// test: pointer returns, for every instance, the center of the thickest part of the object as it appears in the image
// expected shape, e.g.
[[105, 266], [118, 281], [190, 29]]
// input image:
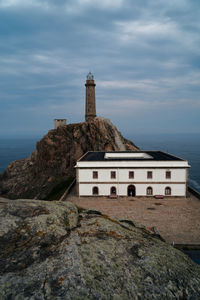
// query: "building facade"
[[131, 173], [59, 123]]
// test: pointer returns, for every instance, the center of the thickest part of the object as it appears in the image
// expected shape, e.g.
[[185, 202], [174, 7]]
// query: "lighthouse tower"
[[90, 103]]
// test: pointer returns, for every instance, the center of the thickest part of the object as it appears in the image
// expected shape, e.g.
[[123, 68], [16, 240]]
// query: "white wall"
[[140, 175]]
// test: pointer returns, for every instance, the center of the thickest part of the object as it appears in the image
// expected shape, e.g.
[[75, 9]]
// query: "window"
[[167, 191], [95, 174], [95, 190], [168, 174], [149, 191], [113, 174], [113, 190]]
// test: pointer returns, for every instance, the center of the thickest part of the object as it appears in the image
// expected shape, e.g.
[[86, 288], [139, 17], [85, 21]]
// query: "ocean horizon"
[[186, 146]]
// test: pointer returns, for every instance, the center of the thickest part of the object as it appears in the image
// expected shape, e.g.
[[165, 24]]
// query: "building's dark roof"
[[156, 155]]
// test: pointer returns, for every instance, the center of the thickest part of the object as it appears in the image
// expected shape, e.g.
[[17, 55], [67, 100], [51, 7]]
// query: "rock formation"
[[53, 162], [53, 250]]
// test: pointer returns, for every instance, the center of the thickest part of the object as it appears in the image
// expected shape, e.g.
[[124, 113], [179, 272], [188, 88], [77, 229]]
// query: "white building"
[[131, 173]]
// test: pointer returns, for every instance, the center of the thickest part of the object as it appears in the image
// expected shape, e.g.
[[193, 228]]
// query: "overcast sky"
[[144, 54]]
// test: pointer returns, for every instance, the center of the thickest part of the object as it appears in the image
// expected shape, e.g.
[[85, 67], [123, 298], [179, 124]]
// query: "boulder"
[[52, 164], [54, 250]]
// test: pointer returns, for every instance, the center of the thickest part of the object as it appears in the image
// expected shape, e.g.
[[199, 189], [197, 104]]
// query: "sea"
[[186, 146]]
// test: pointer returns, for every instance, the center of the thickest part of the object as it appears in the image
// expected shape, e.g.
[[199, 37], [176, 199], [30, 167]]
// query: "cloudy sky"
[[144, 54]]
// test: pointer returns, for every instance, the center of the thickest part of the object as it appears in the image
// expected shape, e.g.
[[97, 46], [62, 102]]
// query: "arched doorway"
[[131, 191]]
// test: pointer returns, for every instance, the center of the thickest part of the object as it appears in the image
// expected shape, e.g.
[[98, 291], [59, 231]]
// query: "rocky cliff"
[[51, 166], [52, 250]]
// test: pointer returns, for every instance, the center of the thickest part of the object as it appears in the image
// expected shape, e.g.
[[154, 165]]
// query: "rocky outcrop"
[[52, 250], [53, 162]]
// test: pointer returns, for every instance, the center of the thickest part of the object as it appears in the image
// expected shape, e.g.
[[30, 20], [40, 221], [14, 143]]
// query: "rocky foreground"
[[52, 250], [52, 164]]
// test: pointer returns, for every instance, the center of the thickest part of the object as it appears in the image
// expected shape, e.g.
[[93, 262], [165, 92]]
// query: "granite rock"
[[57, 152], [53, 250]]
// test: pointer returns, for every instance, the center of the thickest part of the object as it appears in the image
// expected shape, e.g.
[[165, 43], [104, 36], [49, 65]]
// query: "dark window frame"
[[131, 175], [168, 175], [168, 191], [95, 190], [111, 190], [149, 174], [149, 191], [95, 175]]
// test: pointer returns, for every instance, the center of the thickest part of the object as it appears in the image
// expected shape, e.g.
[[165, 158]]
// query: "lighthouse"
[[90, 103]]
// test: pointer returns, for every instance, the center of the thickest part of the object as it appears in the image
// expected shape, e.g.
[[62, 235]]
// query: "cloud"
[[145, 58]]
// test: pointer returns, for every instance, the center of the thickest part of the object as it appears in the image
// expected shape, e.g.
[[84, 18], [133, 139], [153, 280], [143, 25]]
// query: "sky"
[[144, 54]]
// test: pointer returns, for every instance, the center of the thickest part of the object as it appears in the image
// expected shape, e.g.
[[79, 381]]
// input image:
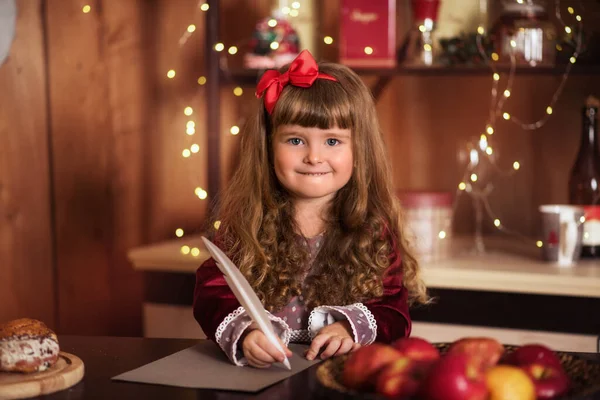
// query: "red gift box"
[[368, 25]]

──────────────────────────────

Task statement: Rewrite the rows, requests included, starting at the very beginning and ending at the line that contains "[[53, 162], [53, 250]]", both ends included. Scale every coordinate in the answers by 0.55 and round to whole numbers with halves rounded up, leaving the numbers in the requests and their format samples unchanged, and please leave the pictures out.

Finished exercise:
// test: pointer returns, for every instance, the center of the thickest part of the object as it appears in the image
// expected shape, e.g.
[[105, 266], [118, 281], [190, 29]]
// input image:
// query: "building facade"
[[72, 95], [32, 68]]
// test: pointer returns, for every instance, the center of the thickest part of the object as it appears in the image
// expected shape, e.g.
[[185, 202], [174, 7]]
// query: "lighthouse tower"
[[50, 57]]
// test: pointer returns, for every instance, the center of the thickest part of the object as it appears in the image
// expected shape, e.g.
[[123, 68], [16, 240]]
// query: "white wall"
[[77, 96]]
// test: pointer returns, for every instance, the center of the thickest part of the object as it appears in the image
// expected shape, e.g.
[[75, 9]]
// query: "window"
[[92, 105], [52, 96], [52, 105], [92, 96], [82, 105], [62, 96], [62, 105]]
// test: pointer returns, for every instance, the center of the thickest part of the object as it appears in the image
// expected shape, e.g.
[[86, 288], [139, 17], [85, 21]]
// query: "ocean horizon"
[[102, 80]]
// test: pointer returns, for every instance, the center of the thickest part of the object as it appears in the image
// expected shape, e.g.
[[165, 24]]
// query: "building's dark roof"
[[86, 85]]
// test: pointer returns, for every instance, the center of the thickest part of the object as it appears in the image
// expected shape, e.g.
[[17, 55], [67, 100], [51, 7]]
// query: "rock formation"
[[29, 89], [29, 138]]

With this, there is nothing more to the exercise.